(INSTRUCTIONS TO FOLLOW) Gather every line in the records below that contains the word "face" and copy each one in full. Case counts.

---+---

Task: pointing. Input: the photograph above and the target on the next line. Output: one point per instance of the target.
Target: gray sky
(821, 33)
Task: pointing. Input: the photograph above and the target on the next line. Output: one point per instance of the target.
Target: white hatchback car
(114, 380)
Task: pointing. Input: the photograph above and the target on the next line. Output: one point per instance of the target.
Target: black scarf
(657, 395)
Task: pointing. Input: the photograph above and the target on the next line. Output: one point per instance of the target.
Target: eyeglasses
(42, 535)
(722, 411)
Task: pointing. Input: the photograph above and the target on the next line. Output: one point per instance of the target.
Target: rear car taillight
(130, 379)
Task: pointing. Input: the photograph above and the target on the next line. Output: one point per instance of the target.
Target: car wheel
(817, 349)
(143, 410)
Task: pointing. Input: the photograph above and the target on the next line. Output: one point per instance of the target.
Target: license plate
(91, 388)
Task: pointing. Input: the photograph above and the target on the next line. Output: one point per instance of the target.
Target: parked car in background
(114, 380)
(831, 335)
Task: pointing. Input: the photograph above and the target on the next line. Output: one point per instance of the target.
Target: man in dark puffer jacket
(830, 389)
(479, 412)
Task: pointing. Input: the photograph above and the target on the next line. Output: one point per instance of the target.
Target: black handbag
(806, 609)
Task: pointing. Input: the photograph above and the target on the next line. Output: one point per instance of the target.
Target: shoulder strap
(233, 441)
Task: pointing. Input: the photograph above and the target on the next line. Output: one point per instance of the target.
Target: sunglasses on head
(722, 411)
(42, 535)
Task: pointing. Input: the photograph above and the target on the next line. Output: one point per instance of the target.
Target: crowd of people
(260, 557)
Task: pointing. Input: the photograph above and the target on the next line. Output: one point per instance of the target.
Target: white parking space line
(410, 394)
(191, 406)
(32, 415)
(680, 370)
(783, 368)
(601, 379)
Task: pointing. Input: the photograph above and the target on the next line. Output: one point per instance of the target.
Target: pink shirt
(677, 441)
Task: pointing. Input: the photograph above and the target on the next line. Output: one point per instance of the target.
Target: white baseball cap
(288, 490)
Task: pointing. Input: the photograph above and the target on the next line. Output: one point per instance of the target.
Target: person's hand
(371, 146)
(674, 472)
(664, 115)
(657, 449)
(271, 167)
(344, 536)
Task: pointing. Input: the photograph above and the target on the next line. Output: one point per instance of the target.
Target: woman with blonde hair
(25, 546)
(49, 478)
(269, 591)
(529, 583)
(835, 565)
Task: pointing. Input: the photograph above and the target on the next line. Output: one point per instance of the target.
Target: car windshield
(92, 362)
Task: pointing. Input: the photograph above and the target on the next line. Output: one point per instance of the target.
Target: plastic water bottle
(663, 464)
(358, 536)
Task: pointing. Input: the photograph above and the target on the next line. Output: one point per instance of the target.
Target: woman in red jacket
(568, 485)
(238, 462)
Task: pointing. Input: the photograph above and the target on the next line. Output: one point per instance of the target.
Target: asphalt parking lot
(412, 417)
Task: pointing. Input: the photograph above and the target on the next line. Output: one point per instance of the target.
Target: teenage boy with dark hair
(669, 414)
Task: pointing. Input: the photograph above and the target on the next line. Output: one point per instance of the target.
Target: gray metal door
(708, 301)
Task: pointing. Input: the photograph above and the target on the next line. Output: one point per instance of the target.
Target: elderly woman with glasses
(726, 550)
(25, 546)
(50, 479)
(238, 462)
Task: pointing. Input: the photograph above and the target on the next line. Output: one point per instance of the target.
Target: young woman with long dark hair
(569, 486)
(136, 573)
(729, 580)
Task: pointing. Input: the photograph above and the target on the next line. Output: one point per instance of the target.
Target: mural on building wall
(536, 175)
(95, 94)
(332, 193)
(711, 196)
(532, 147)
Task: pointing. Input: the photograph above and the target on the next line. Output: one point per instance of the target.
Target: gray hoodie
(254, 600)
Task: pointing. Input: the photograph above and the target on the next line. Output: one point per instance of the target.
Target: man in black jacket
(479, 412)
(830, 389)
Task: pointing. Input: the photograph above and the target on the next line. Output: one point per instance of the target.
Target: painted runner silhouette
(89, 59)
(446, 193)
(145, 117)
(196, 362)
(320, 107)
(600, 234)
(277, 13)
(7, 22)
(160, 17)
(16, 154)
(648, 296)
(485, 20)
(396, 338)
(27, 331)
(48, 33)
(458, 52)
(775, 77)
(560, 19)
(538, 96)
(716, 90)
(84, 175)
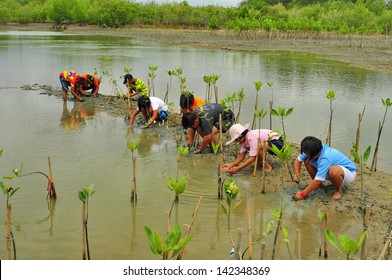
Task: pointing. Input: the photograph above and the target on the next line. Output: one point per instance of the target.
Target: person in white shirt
(153, 109)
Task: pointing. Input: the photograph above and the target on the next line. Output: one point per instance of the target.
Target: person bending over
(323, 163)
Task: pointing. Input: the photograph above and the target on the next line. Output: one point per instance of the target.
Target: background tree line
(342, 16)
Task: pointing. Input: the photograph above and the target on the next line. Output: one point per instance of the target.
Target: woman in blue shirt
(323, 163)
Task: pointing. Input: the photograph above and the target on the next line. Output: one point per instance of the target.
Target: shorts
(162, 115)
(64, 84)
(277, 142)
(227, 121)
(349, 176)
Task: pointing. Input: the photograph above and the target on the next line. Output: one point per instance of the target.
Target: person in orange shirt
(91, 82)
(69, 78)
(189, 103)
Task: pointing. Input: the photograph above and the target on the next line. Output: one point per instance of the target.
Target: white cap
(235, 131)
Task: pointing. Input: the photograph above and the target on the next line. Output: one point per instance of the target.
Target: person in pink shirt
(249, 140)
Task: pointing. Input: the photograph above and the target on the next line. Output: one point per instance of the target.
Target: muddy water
(88, 146)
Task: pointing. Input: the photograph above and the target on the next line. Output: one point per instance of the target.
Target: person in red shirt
(91, 82)
(189, 103)
(69, 78)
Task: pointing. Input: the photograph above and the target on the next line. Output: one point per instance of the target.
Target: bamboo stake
(133, 188)
(237, 253)
(364, 245)
(179, 257)
(298, 243)
(248, 213)
(220, 184)
(51, 188)
(387, 245)
(262, 250)
(325, 237)
(358, 133)
(84, 237)
(257, 157)
(9, 238)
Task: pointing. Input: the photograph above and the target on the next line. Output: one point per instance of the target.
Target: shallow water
(87, 146)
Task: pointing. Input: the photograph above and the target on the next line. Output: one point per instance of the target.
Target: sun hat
(127, 77)
(235, 131)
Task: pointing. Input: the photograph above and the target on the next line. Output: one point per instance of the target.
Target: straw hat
(235, 131)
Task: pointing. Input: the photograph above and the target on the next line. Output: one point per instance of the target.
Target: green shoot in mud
(282, 114)
(271, 102)
(322, 238)
(240, 98)
(330, 96)
(283, 156)
(151, 77)
(361, 159)
(387, 104)
(85, 195)
(347, 247)
(231, 191)
(169, 247)
(133, 146)
(257, 87)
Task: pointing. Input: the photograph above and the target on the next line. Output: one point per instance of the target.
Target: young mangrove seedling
(330, 96)
(169, 247)
(231, 191)
(257, 87)
(271, 102)
(151, 76)
(84, 196)
(348, 247)
(132, 146)
(387, 104)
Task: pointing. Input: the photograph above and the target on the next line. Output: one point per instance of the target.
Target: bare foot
(336, 195)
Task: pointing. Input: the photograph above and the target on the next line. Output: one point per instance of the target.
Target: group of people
(321, 161)
(79, 83)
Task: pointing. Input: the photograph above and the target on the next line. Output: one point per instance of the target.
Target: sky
(224, 3)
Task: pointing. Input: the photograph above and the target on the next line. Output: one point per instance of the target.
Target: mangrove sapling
(188, 232)
(171, 246)
(271, 103)
(257, 87)
(132, 146)
(278, 214)
(178, 186)
(387, 104)
(260, 114)
(84, 196)
(347, 247)
(283, 155)
(241, 98)
(361, 161)
(151, 76)
(231, 191)
(9, 191)
(330, 96)
(50, 187)
(168, 87)
(322, 215)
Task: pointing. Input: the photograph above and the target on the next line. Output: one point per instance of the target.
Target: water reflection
(75, 119)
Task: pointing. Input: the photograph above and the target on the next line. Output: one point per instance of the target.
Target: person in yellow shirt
(136, 87)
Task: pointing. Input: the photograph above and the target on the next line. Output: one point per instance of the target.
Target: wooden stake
(248, 213)
(325, 237)
(238, 245)
(358, 133)
(364, 245)
(298, 243)
(179, 257)
(9, 234)
(262, 250)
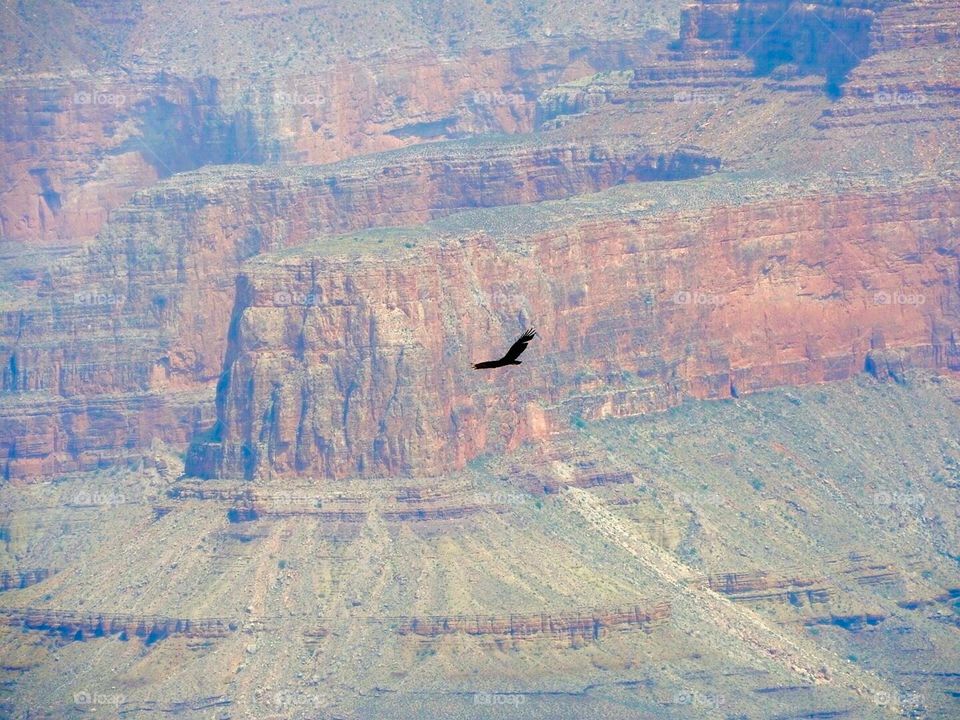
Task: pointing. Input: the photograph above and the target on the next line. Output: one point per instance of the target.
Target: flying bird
(512, 354)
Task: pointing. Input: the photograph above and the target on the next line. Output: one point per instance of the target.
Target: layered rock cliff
(352, 357)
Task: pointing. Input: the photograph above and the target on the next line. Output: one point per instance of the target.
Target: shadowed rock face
(75, 149)
(124, 343)
(683, 290)
(359, 363)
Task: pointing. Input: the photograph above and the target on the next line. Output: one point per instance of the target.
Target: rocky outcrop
(123, 344)
(80, 625)
(368, 373)
(585, 624)
(76, 148)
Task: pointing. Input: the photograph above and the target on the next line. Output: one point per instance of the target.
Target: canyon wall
(348, 363)
(77, 146)
(106, 350)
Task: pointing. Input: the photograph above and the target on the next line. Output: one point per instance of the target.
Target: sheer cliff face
(359, 365)
(165, 326)
(76, 148)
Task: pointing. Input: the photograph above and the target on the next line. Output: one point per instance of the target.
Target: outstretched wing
(519, 346)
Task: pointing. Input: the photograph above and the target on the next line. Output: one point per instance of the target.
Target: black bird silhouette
(512, 354)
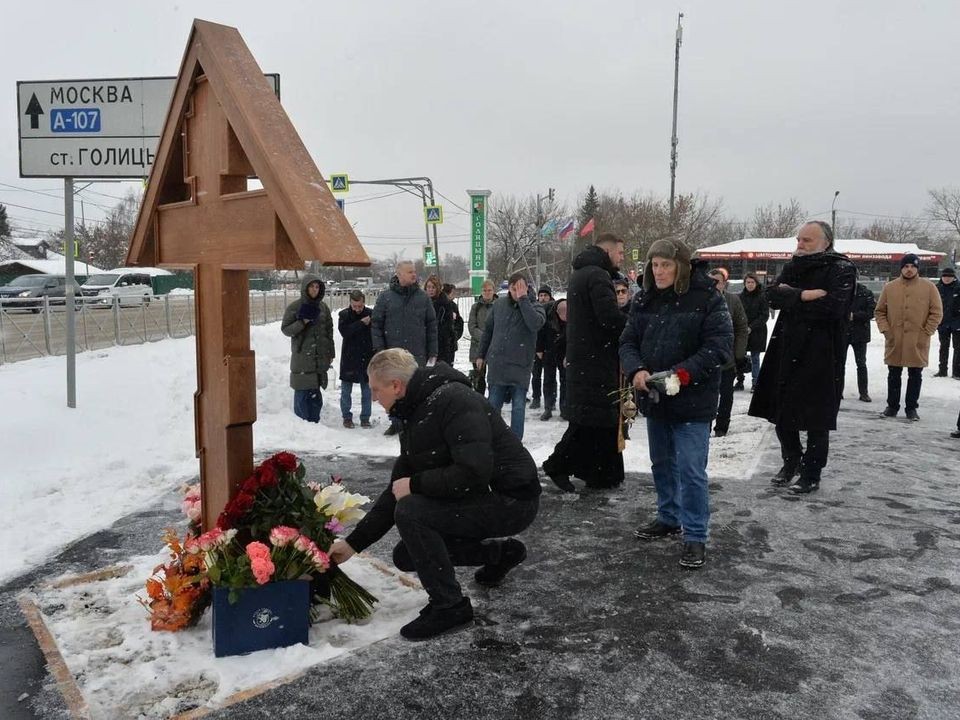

---+---

(WRITTEN RESPONSE)
Target: shadowed rock face
Target: sheer cliff face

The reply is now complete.